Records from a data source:
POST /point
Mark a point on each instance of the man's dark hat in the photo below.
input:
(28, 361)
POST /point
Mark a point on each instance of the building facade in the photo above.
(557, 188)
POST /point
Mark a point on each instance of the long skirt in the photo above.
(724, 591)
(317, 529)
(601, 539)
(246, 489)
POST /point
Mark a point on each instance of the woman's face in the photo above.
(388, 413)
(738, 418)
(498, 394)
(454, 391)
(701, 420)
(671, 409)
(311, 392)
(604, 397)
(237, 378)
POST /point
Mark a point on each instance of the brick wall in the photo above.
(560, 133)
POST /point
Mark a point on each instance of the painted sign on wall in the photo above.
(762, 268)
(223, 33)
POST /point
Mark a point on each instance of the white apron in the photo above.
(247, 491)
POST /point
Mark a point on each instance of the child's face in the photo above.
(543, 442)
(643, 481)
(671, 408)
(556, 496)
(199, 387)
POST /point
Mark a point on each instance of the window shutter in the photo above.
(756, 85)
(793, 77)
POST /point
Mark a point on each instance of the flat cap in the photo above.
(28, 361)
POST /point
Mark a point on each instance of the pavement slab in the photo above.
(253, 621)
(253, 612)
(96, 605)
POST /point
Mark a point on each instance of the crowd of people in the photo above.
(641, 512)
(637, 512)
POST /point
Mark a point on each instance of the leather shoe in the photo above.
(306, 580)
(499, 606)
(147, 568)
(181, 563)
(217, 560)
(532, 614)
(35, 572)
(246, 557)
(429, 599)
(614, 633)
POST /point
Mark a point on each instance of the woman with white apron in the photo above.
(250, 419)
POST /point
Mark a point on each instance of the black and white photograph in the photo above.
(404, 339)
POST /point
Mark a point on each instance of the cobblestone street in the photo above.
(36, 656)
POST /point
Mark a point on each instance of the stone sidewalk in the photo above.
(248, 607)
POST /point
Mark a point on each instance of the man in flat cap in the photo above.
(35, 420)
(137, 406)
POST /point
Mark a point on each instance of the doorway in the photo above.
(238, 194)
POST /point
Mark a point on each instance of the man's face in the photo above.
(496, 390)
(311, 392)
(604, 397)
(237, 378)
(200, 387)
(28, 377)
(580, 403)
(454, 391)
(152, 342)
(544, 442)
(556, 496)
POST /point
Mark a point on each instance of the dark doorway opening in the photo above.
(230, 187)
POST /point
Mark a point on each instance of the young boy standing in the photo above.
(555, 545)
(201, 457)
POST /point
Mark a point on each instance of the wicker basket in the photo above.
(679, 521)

- _Exercise directions_
Using the listing above, please repeat every entry exactly.

- _Solution for this problem_
POST /point
Mark a point on each instance of the man's dark hat in the photo below.
input:
(28, 361)
POST /point
Mark a point on each instance of the building facade in the photo above.
(557, 188)
POST /point
Mark a point on each instance of the long skirt in the photo above.
(724, 591)
(317, 529)
(601, 539)
(246, 489)
POST /point
Mark a point on each instance of the woman's face in the photo above.
(388, 413)
(738, 418)
(498, 394)
(454, 391)
(701, 420)
(671, 409)
(311, 392)
(604, 397)
(237, 378)
POST /point
Mark a point on each instance of the brick wall in the photo above.
(560, 133)
POST /point
Mark a point on each instance of the painted sign on wall in the photo above.
(762, 268)
(223, 33)
POST /point
Mark a point on each instance of the white apron in the photo above.
(247, 491)
POST /point
Mark a point on each instance of the child's face in the photo above.
(543, 442)
(643, 481)
(671, 408)
(556, 496)
(199, 387)
POST /point
Mark a point on each instance of the window shutter in the photo above.
(756, 85)
(793, 77)
POST /point
Mark a point on each instance of the flat cap in the photo above.
(28, 361)
POST /point
Mark a point on each instance of the pavement slab in the photo above.
(253, 621)
(253, 612)
(96, 605)
POST /point
Mark a point on each instance of the crowd of people in the photo above.
(641, 512)
(637, 512)
POST /point
Mark a point on each instance of the leather shoe in the photo above.
(306, 580)
(499, 606)
(147, 568)
(181, 563)
(217, 560)
(532, 614)
(35, 572)
(246, 557)
(429, 599)
(614, 633)
POST /point
Mark a point on each instance of the woman with white apron in the photo above.
(250, 419)
POST /point
Mark a point on each instance of the black and white photograph in the photo above.
(404, 339)
POST /point
Mark a point on each instance of the cobblestone street in the photo above.
(36, 656)
POST /point
Mark a point on each instance of the stone sidewalk in the photo above.
(248, 607)
POST /point
Mark a point on each instance of the man in flat cap in the photo above.
(35, 420)
(137, 406)
POST /point
Mark a point on each instance of the doorway in the photo above.
(238, 194)
POST /point
Mark a point on each instance of the man's face in the photo above.
(496, 390)
(311, 392)
(604, 397)
(237, 378)
(200, 387)
(28, 377)
(580, 403)
(454, 391)
(152, 342)
(544, 442)
(556, 496)
POST /point
Mark a point on each instance of the dark doorway opening in the photo above.
(230, 187)
POST /point
Mark a point on each instance of the young boy standing in the photo above.
(555, 545)
(201, 457)
POST /point
Mark a point on each instance of the wicker basket in the photo above.
(679, 521)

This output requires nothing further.